## TASK PROMPT
Translate this sentence from the stock market report into Spanish: "Shares are at their highest level in more than two years, having rallied from 53p in March."

** Opening GIVEN PASSAGE block **

With Hays continuing to boast a strong balance sheet and leading market positions, analysts at Jefferies believe the company is well placed for a 2022 recovery and swift return to special dividends. The bank has a price target of 155p.
One of the best performing retail-focused stocks of the pandemic continues to be Halfords after its shares rose another 6% to 295p following its third-quarter update.
The period included a record Christmas week as continuing favourable trends in cycling contributed to an overall 7.7% jump in like-for-like sales in the 13 weeks to 1 January. This was despite motoring being down 8.4%, although Halfords said this figure was a pleasing performance relative to UK traffic volumes being 25% lower.
As well as cycling sales 35.4% higher, the company has boosted profitability in this high-performing category. Stores remain open during the lockdown but the outlook for the fourth quarter is uncertain due to motoring being seasonally more important in the period.
Shares are at their highest level in more than two years, having rallied from 53p in March.
Strong seasonal trading also benefited Portmeirion after the maker and distributor of brands including Spode and Royal Worcester said it expects revenues for 2020 to be at least 6% ahead of market consensus. This follows strong online growth, with e-commerce platforms now accounting for about 13% of total sales.
Having increased investment through 2020, chief Mike Raybould said the company had an exciting pipeline of new products to target key markets this year. Shares added 40p to 540p, the highest level since March, but Panmure Gordon analyst Sanjay Jha upped his target price by 60% to 920p — equivalent to 15.7 times 2022 earnings.
He said: “The foundations for today’s positive announcement were laid in early 2019 when the current CEO, then the finance director, recognised the potential to build brand value that only online marketing and fulfilment could afford.”
Best of the Best was one of the biggest risers on AIM after it said revenues for the six months to October jumped to £22 million from £7.6 million a year earlier. It has seen further sales momentum since then as it benefits from switching car competitions to online only.
The strong trading means it will be able to return £3.75 million to shareholders with a 40p a share special dividend on February 5. Shares surged 490p to 2,040p.

** Closing GIVEN PASSAGE block **
** Opening EXTRACTED RECORDS block **

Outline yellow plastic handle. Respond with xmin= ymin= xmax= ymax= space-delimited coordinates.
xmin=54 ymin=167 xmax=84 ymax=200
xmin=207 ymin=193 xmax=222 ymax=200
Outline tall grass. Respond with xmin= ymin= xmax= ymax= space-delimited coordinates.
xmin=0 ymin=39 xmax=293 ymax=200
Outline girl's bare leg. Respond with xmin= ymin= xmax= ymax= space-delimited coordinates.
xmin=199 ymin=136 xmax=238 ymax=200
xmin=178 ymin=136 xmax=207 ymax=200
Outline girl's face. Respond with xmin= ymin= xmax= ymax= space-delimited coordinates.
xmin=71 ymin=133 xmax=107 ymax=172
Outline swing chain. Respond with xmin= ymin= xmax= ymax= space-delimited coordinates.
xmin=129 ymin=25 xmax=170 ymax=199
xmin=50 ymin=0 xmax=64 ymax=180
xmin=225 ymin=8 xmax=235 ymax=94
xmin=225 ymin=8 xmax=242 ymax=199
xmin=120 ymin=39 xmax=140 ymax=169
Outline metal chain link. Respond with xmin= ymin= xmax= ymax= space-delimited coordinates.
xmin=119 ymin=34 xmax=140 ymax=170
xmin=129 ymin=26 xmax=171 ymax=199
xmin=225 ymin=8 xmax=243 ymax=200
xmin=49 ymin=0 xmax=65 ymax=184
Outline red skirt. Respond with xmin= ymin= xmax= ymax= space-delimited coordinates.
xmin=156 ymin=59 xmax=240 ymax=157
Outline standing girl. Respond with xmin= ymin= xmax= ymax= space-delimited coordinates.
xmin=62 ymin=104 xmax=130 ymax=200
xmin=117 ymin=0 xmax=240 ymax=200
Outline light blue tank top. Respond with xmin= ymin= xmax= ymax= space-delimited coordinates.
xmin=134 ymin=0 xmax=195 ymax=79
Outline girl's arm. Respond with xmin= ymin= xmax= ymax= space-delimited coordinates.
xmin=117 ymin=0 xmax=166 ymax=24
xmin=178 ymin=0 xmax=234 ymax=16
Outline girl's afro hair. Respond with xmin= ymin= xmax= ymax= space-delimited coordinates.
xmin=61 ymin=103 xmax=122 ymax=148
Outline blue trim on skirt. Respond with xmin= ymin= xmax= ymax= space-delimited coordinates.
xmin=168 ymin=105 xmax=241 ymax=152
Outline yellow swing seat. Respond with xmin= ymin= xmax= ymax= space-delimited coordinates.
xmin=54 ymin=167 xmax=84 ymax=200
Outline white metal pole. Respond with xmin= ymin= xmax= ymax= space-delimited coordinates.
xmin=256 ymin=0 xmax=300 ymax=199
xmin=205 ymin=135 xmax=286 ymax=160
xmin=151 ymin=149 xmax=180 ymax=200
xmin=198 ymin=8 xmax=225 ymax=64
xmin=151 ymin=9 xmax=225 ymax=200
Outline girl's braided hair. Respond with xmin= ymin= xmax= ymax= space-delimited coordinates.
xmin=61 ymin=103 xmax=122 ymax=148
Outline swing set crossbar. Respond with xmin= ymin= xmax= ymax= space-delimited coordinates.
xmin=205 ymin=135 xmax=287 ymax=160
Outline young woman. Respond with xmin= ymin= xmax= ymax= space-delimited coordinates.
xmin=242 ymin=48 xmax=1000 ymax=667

** Closing EXTRACTED RECORDS block **

## RESULT OF THE EXERCISE
Las acciones se encuentran en su nivel más alto en más de dos años, tras haber repuntado desde los 53 peniques en marzo.